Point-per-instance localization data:

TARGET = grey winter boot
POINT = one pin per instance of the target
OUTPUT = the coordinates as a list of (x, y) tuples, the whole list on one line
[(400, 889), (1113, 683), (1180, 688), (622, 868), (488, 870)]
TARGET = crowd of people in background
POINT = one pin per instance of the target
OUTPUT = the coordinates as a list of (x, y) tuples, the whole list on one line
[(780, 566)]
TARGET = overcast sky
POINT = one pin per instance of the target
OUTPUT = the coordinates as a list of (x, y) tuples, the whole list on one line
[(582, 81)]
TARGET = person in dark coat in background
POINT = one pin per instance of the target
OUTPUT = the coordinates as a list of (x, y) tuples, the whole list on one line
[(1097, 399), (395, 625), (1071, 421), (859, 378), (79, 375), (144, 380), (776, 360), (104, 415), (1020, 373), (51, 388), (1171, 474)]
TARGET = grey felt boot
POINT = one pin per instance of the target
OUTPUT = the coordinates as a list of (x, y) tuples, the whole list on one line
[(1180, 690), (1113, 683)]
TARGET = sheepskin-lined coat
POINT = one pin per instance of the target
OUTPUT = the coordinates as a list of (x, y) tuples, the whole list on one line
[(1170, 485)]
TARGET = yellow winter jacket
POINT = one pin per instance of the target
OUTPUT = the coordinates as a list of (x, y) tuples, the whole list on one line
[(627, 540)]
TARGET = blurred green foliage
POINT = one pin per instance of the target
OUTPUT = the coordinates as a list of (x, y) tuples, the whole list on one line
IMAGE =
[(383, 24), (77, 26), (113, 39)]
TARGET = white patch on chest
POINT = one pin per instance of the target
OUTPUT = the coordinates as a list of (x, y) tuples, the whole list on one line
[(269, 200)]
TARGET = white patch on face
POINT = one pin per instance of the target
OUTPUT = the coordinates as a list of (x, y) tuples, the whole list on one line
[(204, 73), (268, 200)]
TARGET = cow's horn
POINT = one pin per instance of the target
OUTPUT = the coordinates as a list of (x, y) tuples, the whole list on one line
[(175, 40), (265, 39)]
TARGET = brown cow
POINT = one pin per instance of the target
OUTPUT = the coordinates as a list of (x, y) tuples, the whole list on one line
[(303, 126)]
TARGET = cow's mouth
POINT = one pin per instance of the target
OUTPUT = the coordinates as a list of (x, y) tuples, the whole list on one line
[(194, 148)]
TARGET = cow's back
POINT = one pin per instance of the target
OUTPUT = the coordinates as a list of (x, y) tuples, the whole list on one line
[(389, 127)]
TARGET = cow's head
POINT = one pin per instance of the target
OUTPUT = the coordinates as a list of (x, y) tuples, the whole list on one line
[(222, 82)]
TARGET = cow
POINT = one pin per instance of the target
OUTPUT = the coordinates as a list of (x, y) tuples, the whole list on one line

= TASK =
The data above must be returned in full, exactly as written.

= RESULT OF THE EXERCISE =
TARGET = grey winter boot
POINT = one pin per instance of the target
OUTPUT = the coordinates as a list of (x, y) tuples, the whole list on one line
[(400, 889), (1113, 683), (1180, 688), (622, 868), (488, 870)]
TARGET = crowd of people in background
POINT = one pin per instance of the target
OUTPUT = the coordinates as a list of (x, y) tuples, the whole list on one line
[(780, 566)]
TARGET = overcast sky
POINT = one pin per instance of the target
OUTPUT = the coordinates as a list of (x, y) tuples, the whole list on one line
[(582, 81)]
TARGET = person in dark coat in background
POINT = one pin per instance of the target
OUTPUT = the coordinates as a list of (x, y) tuples, the whole list on one line
[(1097, 399), (395, 625), (1071, 421), (859, 378), (79, 375), (144, 380), (776, 360), (104, 415), (1020, 373), (51, 388), (1171, 474)]
TARGET = grey felt boot
POINT = one pin per instance of the target
OUTPUT = the coordinates as a list of (x, y) tuples, the whole list on one line
[(1180, 690), (1113, 683)]
TARGET = sheepskin-lined coat
POINT = one pin per instance of the target
OUTPUT = the coordinates as a list of (x, y) tuples, the whole list on one line
[(1170, 485)]
TARGET = yellow winter jacket
POINT = one pin per instance of the target
OUTPUT = the coordinates as a list of (x, y) tuples, the whole list on one line
[(627, 540)]
TARGET = blurred green foliage
POINT = one pin per instance of the target
OUTPUT = the coordinates as a list of (x, y) tuples, the whole list on one line
IMAGE =
[(383, 24), (77, 26), (113, 39)]
TARGET = white patch on chest
POINT = one pin per instance of the target
OUTPUT = the coordinates as a list of (x, y) tuples, the whole list on one line
[(269, 200)]
TARGET = white patch on face
POINT = one pin per instance of the target
OUTPUT = the coordinates as a list of (x, y) tuples, the whole list on one line
[(204, 73), (268, 200)]
TARGET = cow's horn
POINT = one pin per instance of the target
OUTPUT = the coordinates as a list of (x, y) tuples, the whole list on one line
[(175, 40), (265, 39)]
TARGET = brown cow
POINT = one pin per instance of the target
OUTPUT = the coordinates as a list of (x, y) tuples, the whole list on one line
[(303, 126)]
TARGET = cow's mouth
POINT = one pin per instance of the target
OUTPUT = the coordinates as a list of (x, y) tuples, the whole list on one line
[(194, 148)]
TARGET = cow's back
POINT = one pin per instance of the target
OUTPUT = the coordinates as a list of (x, y) tuples, the whole list on one line
[(389, 127)]
TARGET = cow's head
POINT = one pin per instance of the target
OUTPUT = the coordinates as a list of (x, y) tuples, the whole list on one line
[(222, 82)]
TARGET = cow
POINT = one pin per instance of the target
OUTPUT = the coordinates as a list of (x, y) tuples, the whole list on one line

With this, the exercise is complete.